Lanzmann ha la qualità dell’ascolto totalmente aperto. Lascia tutto lo spazio e il tempo a Murmelstein per svelarsi. Non ha pregiudizi nei suoi confronti. Vuole autenticamente comprendere. E dunque raccoglie e trasmette a noi una testimonianza davvero straordinaria sui meccanismi del rapporto tra vittime e carnefici che spiega anche molti aspetti oscuri dell’Olocausto, come la difficoltà di ribellarsi (in Sobibor aveva indagato invece sui pochissimi ebrei che si rivoltarono contro i carnefici nel lager).

Cosa farai >>
[1] Riporta il passo del brano su Lanzmann e Murmelstein a partire da "Lanzmann ha la" e fino a "carnefici nel lager).".
[2] Secondo il brano su Lanzmann e Murmelstein, su chi aveva indagato Lanzmann in Sobibor?
[3] Prosegui il brano su Lanzmann e Murmelstein dal punto in cui si interrompe.
Le voci registrate non servono per svolgere il lavoro.

Dati registrati >>

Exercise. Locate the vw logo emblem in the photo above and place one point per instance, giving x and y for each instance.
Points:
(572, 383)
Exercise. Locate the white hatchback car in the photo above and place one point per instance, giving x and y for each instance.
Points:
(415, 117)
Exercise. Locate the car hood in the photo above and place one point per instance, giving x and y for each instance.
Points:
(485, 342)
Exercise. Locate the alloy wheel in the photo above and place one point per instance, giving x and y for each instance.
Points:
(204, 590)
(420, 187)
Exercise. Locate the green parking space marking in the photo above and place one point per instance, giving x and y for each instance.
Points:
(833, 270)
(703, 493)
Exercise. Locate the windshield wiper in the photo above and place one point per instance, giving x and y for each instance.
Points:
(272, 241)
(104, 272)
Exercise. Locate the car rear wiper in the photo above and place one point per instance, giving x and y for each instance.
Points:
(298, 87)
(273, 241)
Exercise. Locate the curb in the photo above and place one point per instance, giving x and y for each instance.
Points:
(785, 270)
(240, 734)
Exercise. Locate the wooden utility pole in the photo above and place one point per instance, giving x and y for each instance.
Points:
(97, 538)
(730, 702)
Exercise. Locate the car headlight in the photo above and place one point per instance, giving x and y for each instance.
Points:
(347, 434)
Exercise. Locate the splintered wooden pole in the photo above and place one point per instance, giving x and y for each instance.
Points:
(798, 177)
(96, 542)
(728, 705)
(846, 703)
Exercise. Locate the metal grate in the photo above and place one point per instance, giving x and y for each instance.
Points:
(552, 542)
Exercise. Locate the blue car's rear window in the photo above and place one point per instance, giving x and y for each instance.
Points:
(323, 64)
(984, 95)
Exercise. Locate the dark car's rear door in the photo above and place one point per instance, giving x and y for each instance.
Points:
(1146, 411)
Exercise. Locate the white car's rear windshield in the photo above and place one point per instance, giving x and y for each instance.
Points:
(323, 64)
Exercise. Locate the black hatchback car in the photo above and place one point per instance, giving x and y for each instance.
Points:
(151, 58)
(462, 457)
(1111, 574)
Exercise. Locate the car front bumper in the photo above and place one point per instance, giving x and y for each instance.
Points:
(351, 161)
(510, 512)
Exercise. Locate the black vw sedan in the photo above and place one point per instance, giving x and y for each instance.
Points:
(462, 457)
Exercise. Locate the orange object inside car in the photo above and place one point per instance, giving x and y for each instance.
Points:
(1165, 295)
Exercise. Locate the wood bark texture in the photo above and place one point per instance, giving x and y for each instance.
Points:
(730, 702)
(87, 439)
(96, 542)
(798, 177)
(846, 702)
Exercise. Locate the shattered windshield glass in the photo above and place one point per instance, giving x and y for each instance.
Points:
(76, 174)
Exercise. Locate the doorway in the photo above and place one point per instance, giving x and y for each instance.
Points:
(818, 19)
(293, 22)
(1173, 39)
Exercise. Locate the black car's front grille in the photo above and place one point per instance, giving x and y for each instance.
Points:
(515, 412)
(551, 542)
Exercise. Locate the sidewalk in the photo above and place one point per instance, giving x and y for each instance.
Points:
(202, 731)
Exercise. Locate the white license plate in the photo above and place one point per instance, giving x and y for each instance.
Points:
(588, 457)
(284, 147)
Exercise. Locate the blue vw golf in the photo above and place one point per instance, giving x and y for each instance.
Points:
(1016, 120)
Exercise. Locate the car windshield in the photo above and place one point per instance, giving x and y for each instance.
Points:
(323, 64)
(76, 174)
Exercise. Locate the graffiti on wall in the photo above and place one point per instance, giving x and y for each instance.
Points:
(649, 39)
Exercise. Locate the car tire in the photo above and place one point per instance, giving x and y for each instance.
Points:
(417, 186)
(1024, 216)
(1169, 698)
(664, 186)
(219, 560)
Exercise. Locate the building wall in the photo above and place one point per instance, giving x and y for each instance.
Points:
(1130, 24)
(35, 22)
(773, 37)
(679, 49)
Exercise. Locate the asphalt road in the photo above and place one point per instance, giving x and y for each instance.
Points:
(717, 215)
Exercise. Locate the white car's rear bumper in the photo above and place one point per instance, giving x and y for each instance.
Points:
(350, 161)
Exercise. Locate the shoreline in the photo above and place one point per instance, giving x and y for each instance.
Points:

Risposte >>
[1]
Lanzmann ha la qualità dell’ascolto totalmente aperto. Lascia tutto lo spazio e il tempo a Murmelstein per svelarsi. Non ha pregiudizi nei suoi confronti. Vuole autenticamente comprendere. E dunque raccoglie e trasmette a noi una testimonianza davvero straordinaria sui meccanismi del rapporto tra vittime e carnefici che spiega anche molti aspetti oscuri dell’Olocausto, come la difficoltà di ribellarsi (in Sobibor aveva indagato invece sui pochissimi ebrei che si rivoltarono contro i carnefici nel lager).

[2] Sui pochissimi ebrei che si rivoltarono contro i carnefici nel lager.

[3]
Benjamin Murmelstein è morto nel 1989 dopo molte sofferenze dovute alla sindrome del sopravvissuto e all’emarginazione di cui fu vittima. L’allora rabbino capo di Roma, Elio Toaff, che nel 1983 gli aveva negato l’iscrizione alla comunità, rifiutò di seppellirlo nella tomba della moglie. Ha lasciato un libro scritto in italiano, pubblicato nel ’51, in cui racconta la sua verità: Terezin, il ghetto modello di Eichmann.
L’ultimo degli ingiusti sarà distribuito da Andrea Cirla con uscite mirate a partire dalla Giornata della memoria (26 e 27 gennaio).